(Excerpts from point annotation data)

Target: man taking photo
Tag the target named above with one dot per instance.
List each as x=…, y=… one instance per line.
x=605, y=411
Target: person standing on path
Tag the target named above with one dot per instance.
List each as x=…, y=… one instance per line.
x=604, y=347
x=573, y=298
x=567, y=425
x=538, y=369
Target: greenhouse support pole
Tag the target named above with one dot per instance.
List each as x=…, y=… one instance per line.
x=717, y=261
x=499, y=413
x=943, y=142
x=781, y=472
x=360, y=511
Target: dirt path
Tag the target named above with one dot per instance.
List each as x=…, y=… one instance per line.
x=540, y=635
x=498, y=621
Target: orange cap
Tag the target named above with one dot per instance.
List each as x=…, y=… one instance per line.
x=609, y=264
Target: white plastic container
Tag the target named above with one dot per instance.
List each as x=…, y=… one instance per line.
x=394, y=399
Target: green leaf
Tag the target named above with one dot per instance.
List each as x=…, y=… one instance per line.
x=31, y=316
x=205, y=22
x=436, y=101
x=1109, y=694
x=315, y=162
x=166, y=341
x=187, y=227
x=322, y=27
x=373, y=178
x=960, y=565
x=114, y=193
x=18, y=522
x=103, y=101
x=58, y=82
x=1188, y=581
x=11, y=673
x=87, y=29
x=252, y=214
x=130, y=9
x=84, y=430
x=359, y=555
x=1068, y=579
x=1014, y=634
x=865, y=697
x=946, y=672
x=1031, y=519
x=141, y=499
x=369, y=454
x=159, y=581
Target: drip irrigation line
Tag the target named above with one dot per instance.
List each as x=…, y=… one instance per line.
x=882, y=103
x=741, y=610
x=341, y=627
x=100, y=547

▶ Stated task: Please copy every one of the entries above word for word.

▶ Result for this exercise:
Target: man taking photo
Tag the target named above with one dot per instance.
List each as x=…, y=… one instance per line.
x=605, y=411
Target: person standing on path
Tag the target named above with one dot per instance.
List each as x=…, y=… one instance per line.
x=604, y=347
x=573, y=298
x=567, y=425
x=538, y=369
Target: greenhouse support pole
Tag the target named above with one dot per instance.
List each as x=…, y=… one instance per line.
x=717, y=261
x=499, y=413
x=943, y=142
x=781, y=472
x=360, y=511
Target: dirt path
Tag the target named above with one dot per instance.
List each as x=…, y=… one instance per line.
x=540, y=635
x=498, y=621
Target: orange cap
Tag the target named above with one dot per instance.
List each as x=…, y=… one instance per line.
x=609, y=264
Target: white plastic container
Tag the target named above with one dot per instance.
List each as x=…, y=… one instance per line.
x=394, y=399
Target: green leaf
Tag the target named above with one dot per instance.
List each as x=…, y=… one instance per line.
x=31, y=316
x=205, y=22
x=436, y=101
x=1109, y=694
x=315, y=162
x=166, y=341
x=187, y=227
x=322, y=27
x=373, y=178
x=960, y=565
x=114, y=193
x=18, y=522
x=103, y=101
x=58, y=82
x=1188, y=581
x=11, y=673
x=87, y=29
x=252, y=214
x=130, y=9
x=84, y=430
x=359, y=555
x=1068, y=579
x=1014, y=634
x=865, y=697
x=946, y=672
x=1031, y=519
x=141, y=499
x=369, y=454
x=159, y=581
Target: drip irrigation line
Tag the target named above with one dot per instance.
List each as x=…, y=… one instance per line.
x=882, y=103
x=741, y=610
x=341, y=627
x=100, y=547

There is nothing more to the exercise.